__Exercise requirements__. Look through the data below and extract, unchanged, the lines from the one that contains "Target: curved dry stem" to the one that contains "Target: fallen dry leaf", both included.
##########
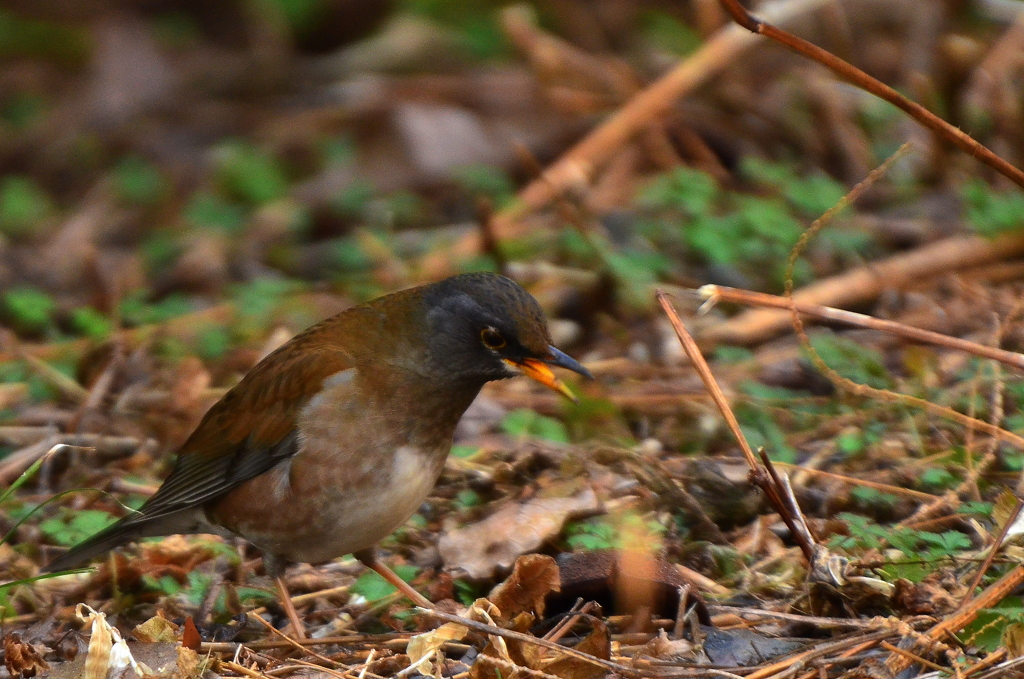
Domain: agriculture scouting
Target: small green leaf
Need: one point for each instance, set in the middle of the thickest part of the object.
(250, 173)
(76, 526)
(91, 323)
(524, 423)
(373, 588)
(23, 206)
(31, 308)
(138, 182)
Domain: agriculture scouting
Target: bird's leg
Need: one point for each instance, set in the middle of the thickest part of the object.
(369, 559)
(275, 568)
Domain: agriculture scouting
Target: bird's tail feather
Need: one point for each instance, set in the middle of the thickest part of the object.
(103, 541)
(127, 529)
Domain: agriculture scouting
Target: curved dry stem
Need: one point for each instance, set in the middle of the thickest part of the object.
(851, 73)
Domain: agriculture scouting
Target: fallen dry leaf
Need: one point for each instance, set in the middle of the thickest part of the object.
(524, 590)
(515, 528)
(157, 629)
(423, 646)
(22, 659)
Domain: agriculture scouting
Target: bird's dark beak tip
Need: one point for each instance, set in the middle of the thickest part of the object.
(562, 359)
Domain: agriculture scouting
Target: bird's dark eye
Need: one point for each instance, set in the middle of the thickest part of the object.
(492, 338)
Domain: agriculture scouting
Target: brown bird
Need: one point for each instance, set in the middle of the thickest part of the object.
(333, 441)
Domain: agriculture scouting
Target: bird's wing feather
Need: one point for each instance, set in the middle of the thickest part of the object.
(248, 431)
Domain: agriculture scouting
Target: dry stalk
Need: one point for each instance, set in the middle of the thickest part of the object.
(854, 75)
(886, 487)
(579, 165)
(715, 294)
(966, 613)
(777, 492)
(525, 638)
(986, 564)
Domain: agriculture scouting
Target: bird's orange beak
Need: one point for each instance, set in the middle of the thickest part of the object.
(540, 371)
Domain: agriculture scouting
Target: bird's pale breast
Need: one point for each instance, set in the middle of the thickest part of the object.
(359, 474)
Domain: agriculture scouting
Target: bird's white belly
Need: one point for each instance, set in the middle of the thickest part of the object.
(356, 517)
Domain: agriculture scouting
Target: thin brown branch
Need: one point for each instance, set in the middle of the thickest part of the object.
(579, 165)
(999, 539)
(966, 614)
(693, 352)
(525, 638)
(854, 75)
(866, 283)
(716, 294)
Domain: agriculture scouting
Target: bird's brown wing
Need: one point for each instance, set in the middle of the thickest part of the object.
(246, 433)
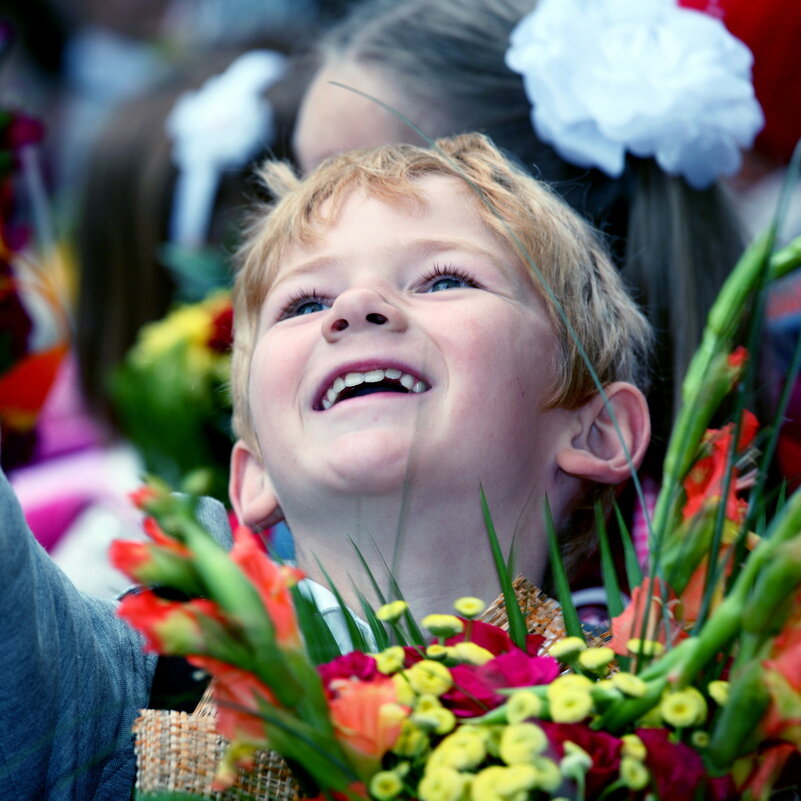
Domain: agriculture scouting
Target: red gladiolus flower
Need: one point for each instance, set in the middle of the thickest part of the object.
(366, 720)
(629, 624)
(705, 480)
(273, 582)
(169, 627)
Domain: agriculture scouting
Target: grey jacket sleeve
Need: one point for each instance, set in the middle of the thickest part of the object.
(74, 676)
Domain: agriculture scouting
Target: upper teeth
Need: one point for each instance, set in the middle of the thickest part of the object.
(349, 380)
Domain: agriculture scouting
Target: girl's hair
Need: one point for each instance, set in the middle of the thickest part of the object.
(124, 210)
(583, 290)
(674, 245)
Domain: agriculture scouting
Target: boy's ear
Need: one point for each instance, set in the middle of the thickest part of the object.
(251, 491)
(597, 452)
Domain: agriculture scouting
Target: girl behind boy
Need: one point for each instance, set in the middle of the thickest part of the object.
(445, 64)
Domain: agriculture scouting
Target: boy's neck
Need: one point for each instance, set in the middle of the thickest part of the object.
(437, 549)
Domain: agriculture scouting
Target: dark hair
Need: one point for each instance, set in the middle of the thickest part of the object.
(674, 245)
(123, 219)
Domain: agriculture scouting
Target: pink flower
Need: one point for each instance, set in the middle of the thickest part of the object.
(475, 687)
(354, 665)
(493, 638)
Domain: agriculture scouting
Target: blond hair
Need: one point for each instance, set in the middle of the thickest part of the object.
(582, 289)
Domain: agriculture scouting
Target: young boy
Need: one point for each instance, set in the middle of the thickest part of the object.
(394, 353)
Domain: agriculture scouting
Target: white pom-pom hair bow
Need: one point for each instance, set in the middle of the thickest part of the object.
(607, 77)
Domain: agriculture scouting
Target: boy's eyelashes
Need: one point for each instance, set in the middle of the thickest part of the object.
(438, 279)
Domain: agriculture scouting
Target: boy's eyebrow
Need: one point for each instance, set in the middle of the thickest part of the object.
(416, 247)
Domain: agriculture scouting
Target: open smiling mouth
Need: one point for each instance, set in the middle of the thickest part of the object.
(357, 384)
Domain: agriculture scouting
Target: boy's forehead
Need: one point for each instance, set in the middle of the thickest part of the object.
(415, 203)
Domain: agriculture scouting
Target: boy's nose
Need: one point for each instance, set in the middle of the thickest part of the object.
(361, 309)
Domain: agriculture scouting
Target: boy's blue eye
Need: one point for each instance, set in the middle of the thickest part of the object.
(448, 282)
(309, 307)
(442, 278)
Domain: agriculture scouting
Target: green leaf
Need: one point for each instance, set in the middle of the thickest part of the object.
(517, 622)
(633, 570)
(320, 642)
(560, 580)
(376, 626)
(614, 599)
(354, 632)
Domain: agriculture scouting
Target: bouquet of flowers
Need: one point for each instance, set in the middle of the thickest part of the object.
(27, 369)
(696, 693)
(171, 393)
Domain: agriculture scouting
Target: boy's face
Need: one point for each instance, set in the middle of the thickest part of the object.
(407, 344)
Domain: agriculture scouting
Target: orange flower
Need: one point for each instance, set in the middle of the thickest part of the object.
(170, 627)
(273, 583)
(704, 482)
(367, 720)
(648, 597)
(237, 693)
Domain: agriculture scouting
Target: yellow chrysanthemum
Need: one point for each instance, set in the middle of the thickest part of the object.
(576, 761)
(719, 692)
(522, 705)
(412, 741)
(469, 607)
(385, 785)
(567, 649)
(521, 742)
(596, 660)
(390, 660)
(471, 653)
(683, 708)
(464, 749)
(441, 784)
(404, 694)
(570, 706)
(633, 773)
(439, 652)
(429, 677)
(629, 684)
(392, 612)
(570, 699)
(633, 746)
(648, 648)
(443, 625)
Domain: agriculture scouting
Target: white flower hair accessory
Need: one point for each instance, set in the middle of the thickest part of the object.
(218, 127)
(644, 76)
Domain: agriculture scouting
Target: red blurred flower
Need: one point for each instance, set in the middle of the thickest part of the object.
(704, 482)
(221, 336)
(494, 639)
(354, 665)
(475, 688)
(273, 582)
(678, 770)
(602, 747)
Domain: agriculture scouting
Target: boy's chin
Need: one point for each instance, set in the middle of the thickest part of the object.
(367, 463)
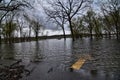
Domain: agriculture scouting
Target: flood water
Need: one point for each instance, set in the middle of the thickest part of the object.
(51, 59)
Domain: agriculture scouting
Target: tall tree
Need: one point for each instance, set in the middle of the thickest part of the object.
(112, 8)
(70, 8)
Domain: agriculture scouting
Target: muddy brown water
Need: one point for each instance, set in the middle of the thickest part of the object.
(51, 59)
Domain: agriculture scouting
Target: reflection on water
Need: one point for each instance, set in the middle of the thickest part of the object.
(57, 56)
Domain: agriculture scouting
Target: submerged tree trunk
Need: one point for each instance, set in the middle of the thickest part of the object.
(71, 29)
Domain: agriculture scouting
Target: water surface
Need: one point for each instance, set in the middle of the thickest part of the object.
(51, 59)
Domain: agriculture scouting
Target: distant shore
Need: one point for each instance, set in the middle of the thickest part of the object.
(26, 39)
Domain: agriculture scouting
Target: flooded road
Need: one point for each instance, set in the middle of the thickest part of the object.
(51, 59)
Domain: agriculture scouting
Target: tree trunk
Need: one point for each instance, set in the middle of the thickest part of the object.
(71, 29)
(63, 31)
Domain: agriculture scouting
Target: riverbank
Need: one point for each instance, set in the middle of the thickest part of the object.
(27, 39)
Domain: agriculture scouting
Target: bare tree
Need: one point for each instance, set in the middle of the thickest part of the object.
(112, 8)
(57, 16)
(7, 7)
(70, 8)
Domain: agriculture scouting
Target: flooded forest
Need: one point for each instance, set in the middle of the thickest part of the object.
##########
__Task output__.
Target: curved dry stem
Need: one point for each instance, set in the middle of the thickest part of the object.
(851, 73)
Domain: agriculture scouting
Target: fallen dry leaf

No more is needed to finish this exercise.